WORK TO DO: Put the rows below into a two-column CSV with the header columns request and points, one row for each request, starting at the row that contains "Could you point out the red light" and ending at the last row. Place each request's text and its answer in their own quoted fields, turn line breaks into spaces, and leave the pictures out.
- - - - -
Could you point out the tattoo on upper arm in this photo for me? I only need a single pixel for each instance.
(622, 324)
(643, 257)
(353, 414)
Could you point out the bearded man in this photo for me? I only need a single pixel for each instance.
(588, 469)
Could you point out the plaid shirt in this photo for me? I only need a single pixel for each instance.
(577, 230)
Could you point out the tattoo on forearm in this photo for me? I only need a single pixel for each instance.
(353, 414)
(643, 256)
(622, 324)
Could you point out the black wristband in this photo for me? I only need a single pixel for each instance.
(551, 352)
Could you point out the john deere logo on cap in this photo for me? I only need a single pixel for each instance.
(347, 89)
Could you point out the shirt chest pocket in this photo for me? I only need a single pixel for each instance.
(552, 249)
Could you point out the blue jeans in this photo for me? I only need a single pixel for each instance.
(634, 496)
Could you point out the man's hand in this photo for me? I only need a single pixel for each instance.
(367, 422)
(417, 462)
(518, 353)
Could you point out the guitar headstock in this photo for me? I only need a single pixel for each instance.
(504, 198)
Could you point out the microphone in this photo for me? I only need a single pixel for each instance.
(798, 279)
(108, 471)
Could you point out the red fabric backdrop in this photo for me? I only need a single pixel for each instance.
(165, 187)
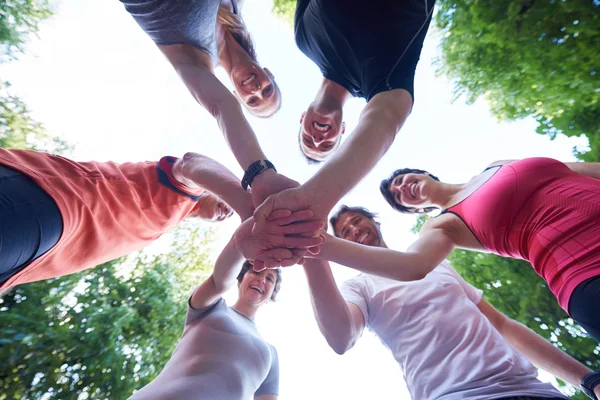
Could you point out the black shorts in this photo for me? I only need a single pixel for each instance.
(584, 306)
(30, 222)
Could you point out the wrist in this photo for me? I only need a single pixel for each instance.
(590, 384)
(257, 172)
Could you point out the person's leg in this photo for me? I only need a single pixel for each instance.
(30, 222)
(584, 305)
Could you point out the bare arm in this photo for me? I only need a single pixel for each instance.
(538, 350)
(588, 169)
(195, 69)
(227, 268)
(197, 170)
(341, 323)
(414, 264)
(379, 122)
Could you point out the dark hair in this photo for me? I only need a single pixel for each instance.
(359, 210)
(247, 267)
(389, 197)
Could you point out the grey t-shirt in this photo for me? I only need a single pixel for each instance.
(220, 356)
(445, 346)
(191, 22)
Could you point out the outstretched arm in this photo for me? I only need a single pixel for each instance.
(195, 69)
(193, 170)
(538, 350)
(340, 322)
(227, 268)
(414, 264)
(378, 125)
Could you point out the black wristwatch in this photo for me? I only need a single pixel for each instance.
(589, 382)
(254, 169)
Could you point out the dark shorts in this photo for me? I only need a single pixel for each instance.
(584, 306)
(30, 222)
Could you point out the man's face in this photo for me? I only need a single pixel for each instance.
(320, 133)
(357, 228)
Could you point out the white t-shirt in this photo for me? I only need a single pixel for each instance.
(446, 348)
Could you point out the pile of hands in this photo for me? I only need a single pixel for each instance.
(287, 225)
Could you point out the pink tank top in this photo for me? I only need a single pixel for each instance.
(538, 210)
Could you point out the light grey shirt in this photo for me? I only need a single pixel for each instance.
(220, 356)
(447, 349)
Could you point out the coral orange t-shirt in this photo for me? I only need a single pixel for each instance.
(108, 209)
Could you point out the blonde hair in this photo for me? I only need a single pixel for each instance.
(236, 26)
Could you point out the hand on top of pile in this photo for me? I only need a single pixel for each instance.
(284, 238)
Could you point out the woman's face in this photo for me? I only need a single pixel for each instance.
(255, 88)
(212, 208)
(257, 288)
(412, 190)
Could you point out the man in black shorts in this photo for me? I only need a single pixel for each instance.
(363, 49)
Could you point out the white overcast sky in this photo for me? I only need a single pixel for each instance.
(96, 79)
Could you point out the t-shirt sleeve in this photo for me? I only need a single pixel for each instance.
(194, 315)
(474, 294)
(271, 383)
(355, 291)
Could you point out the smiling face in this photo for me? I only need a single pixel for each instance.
(412, 190)
(211, 208)
(257, 288)
(320, 132)
(356, 227)
(256, 89)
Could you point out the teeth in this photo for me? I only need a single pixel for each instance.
(248, 79)
(321, 127)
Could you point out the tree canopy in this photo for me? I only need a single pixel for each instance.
(101, 333)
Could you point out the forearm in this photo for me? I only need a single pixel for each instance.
(543, 354)
(330, 308)
(220, 102)
(217, 179)
(377, 128)
(227, 266)
(379, 261)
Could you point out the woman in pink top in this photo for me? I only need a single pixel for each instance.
(535, 209)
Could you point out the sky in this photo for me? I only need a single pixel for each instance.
(94, 77)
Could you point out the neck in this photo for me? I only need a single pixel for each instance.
(331, 96)
(230, 51)
(247, 309)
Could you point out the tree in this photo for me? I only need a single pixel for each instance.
(528, 58)
(18, 20)
(101, 333)
(513, 287)
(20, 131)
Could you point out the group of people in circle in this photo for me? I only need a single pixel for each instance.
(59, 216)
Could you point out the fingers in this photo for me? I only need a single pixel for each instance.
(310, 228)
(291, 217)
(300, 242)
(280, 214)
(277, 254)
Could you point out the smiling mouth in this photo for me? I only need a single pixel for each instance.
(256, 289)
(248, 79)
(321, 127)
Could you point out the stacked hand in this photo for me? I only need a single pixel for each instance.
(285, 237)
(284, 227)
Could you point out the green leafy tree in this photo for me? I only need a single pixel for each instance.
(102, 333)
(19, 130)
(528, 58)
(18, 20)
(513, 287)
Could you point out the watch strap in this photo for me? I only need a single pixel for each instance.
(253, 170)
(589, 382)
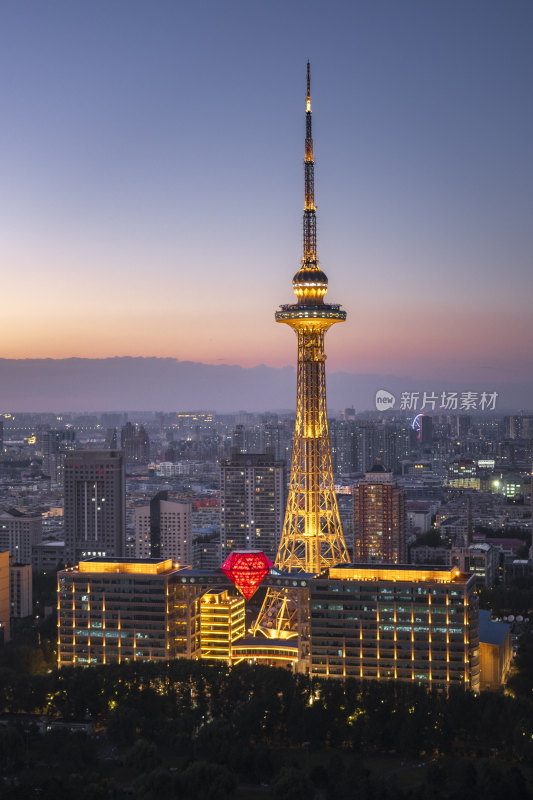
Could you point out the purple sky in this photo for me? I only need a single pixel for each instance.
(152, 180)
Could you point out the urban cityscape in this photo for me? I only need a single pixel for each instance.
(327, 600)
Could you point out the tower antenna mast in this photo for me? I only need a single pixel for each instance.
(312, 537)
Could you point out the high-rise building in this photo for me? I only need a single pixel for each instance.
(163, 530)
(19, 532)
(252, 503)
(21, 590)
(221, 624)
(115, 610)
(95, 504)
(135, 443)
(5, 599)
(312, 536)
(54, 445)
(379, 518)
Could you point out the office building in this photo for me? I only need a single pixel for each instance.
(495, 652)
(135, 444)
(379, 518)
(5, 599)
(221, 624)
(163, 530)
(252, 503)
(49, 555)
(120, 610)
(395, 623)
(54, 445)
(19, 532)
(95, 500)
(21, 590)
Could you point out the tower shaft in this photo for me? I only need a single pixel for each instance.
(312, 536)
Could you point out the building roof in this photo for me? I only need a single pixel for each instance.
(491, 632)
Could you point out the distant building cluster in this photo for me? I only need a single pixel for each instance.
(450, 498)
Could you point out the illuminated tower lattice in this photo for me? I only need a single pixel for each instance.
(312, 536)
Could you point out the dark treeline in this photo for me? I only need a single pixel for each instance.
(223, 727)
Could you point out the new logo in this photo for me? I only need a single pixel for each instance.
(384, 400)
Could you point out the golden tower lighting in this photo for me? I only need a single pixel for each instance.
(312, 536)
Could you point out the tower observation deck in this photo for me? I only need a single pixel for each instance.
(312, 537)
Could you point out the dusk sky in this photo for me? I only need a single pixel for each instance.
(151, 192)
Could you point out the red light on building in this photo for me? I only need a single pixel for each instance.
(246, 569)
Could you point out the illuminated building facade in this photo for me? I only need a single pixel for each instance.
(252, 503)
(379, 518)
(221, 624)
(312, 537)
(495, 652)
(121, 610)
(95, 504)
(395, 623)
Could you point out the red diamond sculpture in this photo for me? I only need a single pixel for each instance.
(247, 568)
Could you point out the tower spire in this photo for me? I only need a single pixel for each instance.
(312, 537)
(309, 255)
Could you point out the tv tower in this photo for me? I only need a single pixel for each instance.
(312, 536)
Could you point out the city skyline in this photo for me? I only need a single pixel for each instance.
(157, 180)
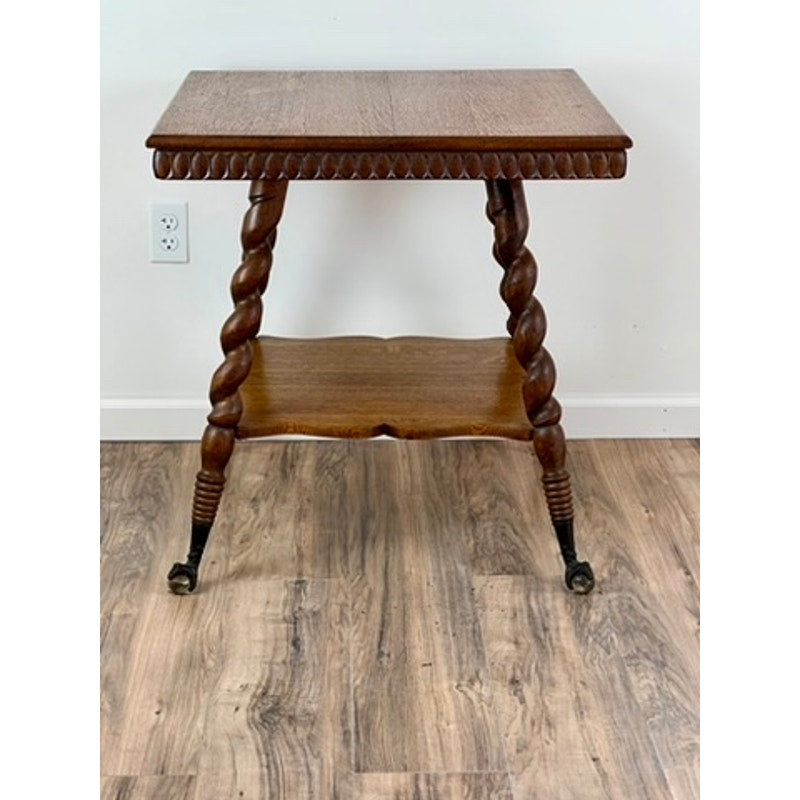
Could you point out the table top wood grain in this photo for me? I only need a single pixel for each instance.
(418, 110)
(477, 124)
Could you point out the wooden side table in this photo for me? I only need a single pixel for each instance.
(501, 127)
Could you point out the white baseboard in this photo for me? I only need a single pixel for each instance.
(585, 417)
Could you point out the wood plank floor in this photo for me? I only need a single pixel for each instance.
(387, 620)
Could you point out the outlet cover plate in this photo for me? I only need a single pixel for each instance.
(169, 233)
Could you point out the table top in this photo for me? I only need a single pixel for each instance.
(389, 124)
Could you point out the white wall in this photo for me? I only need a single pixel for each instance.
(619, 260)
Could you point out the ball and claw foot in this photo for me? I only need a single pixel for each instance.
(579, 577)
(182, 578)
- - - - -
THE REPLY:
request,points
"Could you point out the red light on building in this photo for me? I only need a single pixel for each instance.","(246, 569)"
"Could you point out the illuminated building facade in this photo for me? I only need a single pixel for each instance.","(252, 503) (379, 518) (221, 624) (312, 537) (495, 652) (121, 610) (95, 504) (395, 623)"
"Could you point out the red diamond sculpture in this photo for me? I only need a single pixel for each instance.","(247, 568)"
"Could you point out the tower spire in this photo for me? I only need a single pixel for each instance.","(312, 537) (309, 255)"
"Could you point out the tv tower in this photo for me? I only need a single pixel for each instance.","(312, 536)"
"Could you point out the city skyline in this photo for me? I only need a single pixel for each instance.","(157, 180)"
"Could you point out the table top wood grain in this photo for me? I only need a single pixel for each instance.","(418, 110) (477, 124)"
"Could you point out the wooden side table in this photo for me? I only need a single pixel for each instance.","(501, 127)"
"Could you point out the white baseboard in this photo for me? I only need a single pixel for each instance.","(585, 417)"
"Could you point out the wood plank floor in this photo for me? I only need a single pixel for each instance.","(387, 620)"
"Could you point out the outlet cover plate in this photo for me? I only need a single pixel for each instance.","(169, 233)"
"Could you point out the table top in this photo for me? I only need a single pixel for each instance.","(389, 124)"
"Could you point out the white wall in this photo for me? I only need a single pixel for each instance.","(619, 260)"
"Could you point out the ball and claw foot in this photo for me? I only need a single pixel for each instance.","(579, 577) (182, 578)"